─── Available data

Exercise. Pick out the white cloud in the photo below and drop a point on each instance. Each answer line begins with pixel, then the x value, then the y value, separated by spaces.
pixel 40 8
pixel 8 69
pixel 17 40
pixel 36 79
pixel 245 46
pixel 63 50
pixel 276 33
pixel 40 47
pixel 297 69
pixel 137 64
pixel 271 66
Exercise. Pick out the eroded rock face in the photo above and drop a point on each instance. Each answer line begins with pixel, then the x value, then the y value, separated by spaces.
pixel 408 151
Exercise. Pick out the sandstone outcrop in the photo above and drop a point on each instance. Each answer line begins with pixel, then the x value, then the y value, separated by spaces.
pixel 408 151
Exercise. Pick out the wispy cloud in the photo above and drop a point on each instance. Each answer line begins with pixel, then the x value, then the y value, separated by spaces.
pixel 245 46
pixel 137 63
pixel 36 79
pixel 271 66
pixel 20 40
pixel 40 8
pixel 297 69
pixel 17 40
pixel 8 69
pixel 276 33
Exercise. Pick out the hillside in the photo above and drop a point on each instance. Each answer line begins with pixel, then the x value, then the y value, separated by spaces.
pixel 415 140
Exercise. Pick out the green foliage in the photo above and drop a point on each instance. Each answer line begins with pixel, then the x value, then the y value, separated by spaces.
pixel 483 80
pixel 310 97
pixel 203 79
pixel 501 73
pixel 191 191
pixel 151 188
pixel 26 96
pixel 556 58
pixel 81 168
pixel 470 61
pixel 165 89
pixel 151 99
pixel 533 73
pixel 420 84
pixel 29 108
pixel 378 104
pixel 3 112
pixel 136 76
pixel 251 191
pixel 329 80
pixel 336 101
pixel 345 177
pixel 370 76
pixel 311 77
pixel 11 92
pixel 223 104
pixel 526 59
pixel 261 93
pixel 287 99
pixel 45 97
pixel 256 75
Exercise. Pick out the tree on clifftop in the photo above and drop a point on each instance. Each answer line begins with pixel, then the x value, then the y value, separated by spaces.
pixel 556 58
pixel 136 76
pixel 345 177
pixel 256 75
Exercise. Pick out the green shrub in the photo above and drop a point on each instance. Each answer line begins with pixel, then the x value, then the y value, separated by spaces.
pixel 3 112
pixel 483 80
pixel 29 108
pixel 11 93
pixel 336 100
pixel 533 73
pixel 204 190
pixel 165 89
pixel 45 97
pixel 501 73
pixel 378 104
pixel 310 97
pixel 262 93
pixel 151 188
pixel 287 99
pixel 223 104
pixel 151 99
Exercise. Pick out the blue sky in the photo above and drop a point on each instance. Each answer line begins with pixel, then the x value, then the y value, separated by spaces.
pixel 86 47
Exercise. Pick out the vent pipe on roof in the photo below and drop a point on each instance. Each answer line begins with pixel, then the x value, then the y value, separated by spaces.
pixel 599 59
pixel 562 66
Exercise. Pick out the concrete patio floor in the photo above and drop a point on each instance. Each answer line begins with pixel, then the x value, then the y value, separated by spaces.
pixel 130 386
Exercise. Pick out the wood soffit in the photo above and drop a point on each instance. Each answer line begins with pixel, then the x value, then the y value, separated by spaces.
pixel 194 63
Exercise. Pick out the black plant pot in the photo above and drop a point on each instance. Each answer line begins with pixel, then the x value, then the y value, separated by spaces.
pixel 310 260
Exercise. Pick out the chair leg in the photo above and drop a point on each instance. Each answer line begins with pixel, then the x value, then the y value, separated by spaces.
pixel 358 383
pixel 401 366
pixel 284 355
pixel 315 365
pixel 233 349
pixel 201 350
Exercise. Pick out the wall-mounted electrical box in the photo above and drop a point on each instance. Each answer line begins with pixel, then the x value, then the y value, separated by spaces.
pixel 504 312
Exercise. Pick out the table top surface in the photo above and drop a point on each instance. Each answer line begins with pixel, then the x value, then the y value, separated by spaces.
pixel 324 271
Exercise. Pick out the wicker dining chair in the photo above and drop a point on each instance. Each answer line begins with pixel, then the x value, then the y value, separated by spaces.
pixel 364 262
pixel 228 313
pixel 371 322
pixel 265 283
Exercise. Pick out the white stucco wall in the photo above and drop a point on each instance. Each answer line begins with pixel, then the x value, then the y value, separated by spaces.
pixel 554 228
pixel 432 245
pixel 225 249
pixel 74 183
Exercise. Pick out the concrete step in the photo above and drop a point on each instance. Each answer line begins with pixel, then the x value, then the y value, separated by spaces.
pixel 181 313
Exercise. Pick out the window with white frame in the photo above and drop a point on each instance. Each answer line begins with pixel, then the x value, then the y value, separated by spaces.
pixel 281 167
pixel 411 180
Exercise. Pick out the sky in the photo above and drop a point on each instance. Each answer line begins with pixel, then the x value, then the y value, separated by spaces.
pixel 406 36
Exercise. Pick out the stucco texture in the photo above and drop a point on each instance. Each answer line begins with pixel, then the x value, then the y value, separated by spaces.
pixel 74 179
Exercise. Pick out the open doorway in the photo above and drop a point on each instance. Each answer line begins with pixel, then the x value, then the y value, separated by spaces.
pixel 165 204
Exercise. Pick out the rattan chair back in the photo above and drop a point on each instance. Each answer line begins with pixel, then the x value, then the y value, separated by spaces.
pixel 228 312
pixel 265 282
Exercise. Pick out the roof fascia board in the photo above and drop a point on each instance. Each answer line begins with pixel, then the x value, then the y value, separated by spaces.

──────

Prompt
Give back exactly the lines from the line containing "Exercise. Pick out the stucco" to the end of the entries, and no other lines.

Completed exercise
Exercise. Pick out the stucco texture in the photo above and drop a point on each instance. Each answer line begins with pixel, then the x value, then the y value, separated by spaces.
pixel 74 179
Exercise. Pick out the open doorway in the photo above and drop a point on each instance. Each answer line begins with pixel, then the x value, then the y value, separated by spaces.
pixel 165 204
Exercise. Pick out the rattan chair back in the photo above and drop a point on each instance. Each answer line begins with pixel, then the x value, then the y value, separated by spaces.
pixel 228 312
pixel 265 282
Exercise. Pick out the roof fascia board in the photo above and drop a point on each instance. Each answer line begins with pixel, then the x value, then the y value, separated by spaces.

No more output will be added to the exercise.